■ EXTRACTED RECORDS ■
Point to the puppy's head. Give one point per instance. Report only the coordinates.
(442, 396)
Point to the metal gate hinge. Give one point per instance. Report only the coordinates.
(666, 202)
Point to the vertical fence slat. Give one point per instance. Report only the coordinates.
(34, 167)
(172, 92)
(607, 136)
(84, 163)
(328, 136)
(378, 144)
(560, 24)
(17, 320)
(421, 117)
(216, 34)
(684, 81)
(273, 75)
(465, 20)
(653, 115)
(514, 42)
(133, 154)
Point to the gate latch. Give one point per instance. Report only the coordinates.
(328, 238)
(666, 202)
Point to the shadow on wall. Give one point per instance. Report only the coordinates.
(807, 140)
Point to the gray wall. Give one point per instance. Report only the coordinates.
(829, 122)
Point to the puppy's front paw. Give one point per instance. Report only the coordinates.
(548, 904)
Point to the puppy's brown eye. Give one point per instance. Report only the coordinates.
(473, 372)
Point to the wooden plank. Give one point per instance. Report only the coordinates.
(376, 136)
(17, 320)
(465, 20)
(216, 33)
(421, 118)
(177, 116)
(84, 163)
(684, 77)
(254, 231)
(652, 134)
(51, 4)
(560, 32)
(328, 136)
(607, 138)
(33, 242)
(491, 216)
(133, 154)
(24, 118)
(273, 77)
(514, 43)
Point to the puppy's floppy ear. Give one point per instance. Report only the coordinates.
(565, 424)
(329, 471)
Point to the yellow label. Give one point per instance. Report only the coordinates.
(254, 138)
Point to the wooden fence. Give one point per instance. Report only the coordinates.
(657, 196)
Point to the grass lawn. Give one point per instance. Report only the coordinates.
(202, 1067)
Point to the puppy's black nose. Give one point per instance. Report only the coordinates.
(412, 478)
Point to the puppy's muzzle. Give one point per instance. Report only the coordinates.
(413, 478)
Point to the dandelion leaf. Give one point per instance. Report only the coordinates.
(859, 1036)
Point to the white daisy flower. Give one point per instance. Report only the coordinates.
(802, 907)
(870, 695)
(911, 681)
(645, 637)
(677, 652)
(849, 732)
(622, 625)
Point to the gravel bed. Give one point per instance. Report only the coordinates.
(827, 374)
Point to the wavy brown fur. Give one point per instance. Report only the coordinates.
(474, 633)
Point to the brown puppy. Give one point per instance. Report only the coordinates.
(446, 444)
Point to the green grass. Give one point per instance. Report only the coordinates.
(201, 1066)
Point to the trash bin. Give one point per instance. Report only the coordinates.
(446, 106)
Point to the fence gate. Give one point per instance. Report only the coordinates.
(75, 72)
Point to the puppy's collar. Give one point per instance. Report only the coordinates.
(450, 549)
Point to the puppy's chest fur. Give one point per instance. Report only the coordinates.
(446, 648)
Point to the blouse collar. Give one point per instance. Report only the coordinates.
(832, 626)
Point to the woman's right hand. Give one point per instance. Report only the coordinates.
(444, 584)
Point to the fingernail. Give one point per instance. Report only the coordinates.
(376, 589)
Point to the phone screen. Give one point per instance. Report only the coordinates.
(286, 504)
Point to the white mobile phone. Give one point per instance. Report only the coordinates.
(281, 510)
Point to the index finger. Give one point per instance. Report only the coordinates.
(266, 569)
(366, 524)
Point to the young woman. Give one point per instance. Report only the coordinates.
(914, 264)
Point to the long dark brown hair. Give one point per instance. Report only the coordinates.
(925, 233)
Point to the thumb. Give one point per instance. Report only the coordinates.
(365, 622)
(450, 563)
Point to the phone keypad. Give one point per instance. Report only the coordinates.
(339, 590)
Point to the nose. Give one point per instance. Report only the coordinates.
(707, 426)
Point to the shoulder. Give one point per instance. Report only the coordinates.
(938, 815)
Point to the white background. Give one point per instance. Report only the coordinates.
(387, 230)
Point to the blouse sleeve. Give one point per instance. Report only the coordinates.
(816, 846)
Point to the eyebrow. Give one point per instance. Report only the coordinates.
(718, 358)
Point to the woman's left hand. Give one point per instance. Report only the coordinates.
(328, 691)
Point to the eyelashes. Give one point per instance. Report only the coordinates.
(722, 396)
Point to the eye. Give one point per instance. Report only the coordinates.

■ WRITTEN INSTRUCTION ■
Return each entry from above without altering a single character.

■ FULL RESPONSE ■
Point to the puppy's head. Give one point per instance. Report only the coordinates.
(442, 396)
Point to the metal gate hinge. Give one point per instance. Report only the coordinates.
(666, 202)
Point to the vertical fence slat. Give one point per instance. Report only the coordinates.
(34, 167)
(172, 92)
(607, 136)
(84, 163)
(328, 136)
(378, 144)
(560, 24)
(17, 320)
(421, 117)
(216, 34)
(684, 81)
(273, 75)
(465, 20)
(653, 115)
(514, 42)
(133, 154)
Point to the gate latch. Give one point per instance. Report only the coordinates.
(328, 238)
(666, 202)
Point to the shadow on wall. Give one point per instance. Report only the coordinates.
(807, 140)
Point to the gray wall. Give one point per instance. Report only the coordinates.
(829, 122)
Point to the puppy's front paw. Give one point per instance. Report only the coordinates.
(548, 904)
Point to the puppy's brown eye. Give one point per instance. Report only the coordinates.
(473, 372)
Point to the wooden plank. Give one point per instance. Report only the coordinates.
(376, 136)
(17, 320)
(465, 20)
(216, 33)
(421, 118)
(177, 116)
(84, 163)
(684, 77)
(254, 231)
(652, 134)
(51, 4)
(560, 32)
(328, 136)
(607, 138)
(33, 242)
(491, 216)
(133, 154)
(24, 118)
(273, 77)
(514, 43)
Point to the puppy's floppy ear. Give one point per instance. Report only the coordinates.
(565, 424)
(329, 471)
Point to the yellow label. Give one point per instance. Report only the coordinates.
(254, 138)
Point to the wooden fence. Give one point per instance. Report only the coordinates.
(657, 196)
Point to the grass lawn. Give one point per instance. Report only the coordinates.
(202, 1067)
Point to the puppy's black nose. Give one point per instance. Report only the coordinates.
(412, 478)
Point to the puppy's muzzle. Give one point per instance. Report only the coordinates.
(413, 478)
Point to the dandelion leaf. Give one point per instance. Report only the coordinates.
(859, 1036)
Point to the white daisy flower. Give one point per instance. Report only the coordinates.
(802, 907)
(870, 695)
(911, 681)
(645, 637)
(677, 652)
(849, 732)
(622, 625)
Point to the gravel bed. Give one point per instance. Report only the coordinates.
(827, 374)
Point to the wavy brown fur. Give one point per instance. Report only the coordinates.
(474, 633)
Point to the brown puppy. Give one point per instance. Report only the coordinates.
(446, 444)
Point to the green grass. Give one point per instance. Report only the coordinates.
(201, 1066)
Point to the trash bin. Give one point per instance. Report only the coordinates.
(446, 106)
Point to the fence gate. Give one point per instance. Report only the coordinates.
(75, 72)
Point to the puppy's collar. Give one point per instance. Report only the coordinates.
(450, 549)
Point to the puppy's chest fur. Give one point per instance. Report only the coordinates.
(446, 648)
Point to the blouse collar. Give one point per instance. Report only the coordinates.
(832, 626)
Point to the woman's right hand. Give one point per instance. Report only the coordinates.
(444, 584)
Point to the fingernail. Give one point per instance. Report only the coordinates.
(376, 589)
Point to the phone screen. Give one point per instance. Report only the coordinates.
(286, 504)
Point to the white mobile phone. Give one point per instance. Report only the coordinates.
(281, 510)
Point to the index finger. Give one point per instance. Report only the coordinates.
(266, 569)
(366, 524)
Point to the young woman. Give one point per instance. Report only the coordinates.
(914, 264)
Point to the long dark brown hair. Give one point per instance. Report only the coordinates.
(925, 233)
Point to the thumb. Give one point per instance. Report only the coordinates.
(365, 622)
(450, 563)
Point to the phone keypad. Give one point per instance. Report only the coordinates.
(339, 590)
Point to the nose. Give one point per instance. Report only the coordinates.
(707, 426)
Point to the shoulder. Give one point per instance. Report only the coordinates.
(938, 815)
Point to the white background. Give one point per instance. Report only the coordinates.
(387, 230)
Point to the blouse sleeve. Give one point per instance. Report only the coordinates.
(816, 846)
Point to the eyebrow. Give one point per instance. Report only the coordinates.
(718, 358)
Point to the woman's left hand. Give one point per instance. Report only the coordinates.
(328, 691)
Point to the eyelashes. Give one point per instance. Report only the coordinates.
(722, 396)
Point to the eye. Give one point per instance. Report only the coordinates.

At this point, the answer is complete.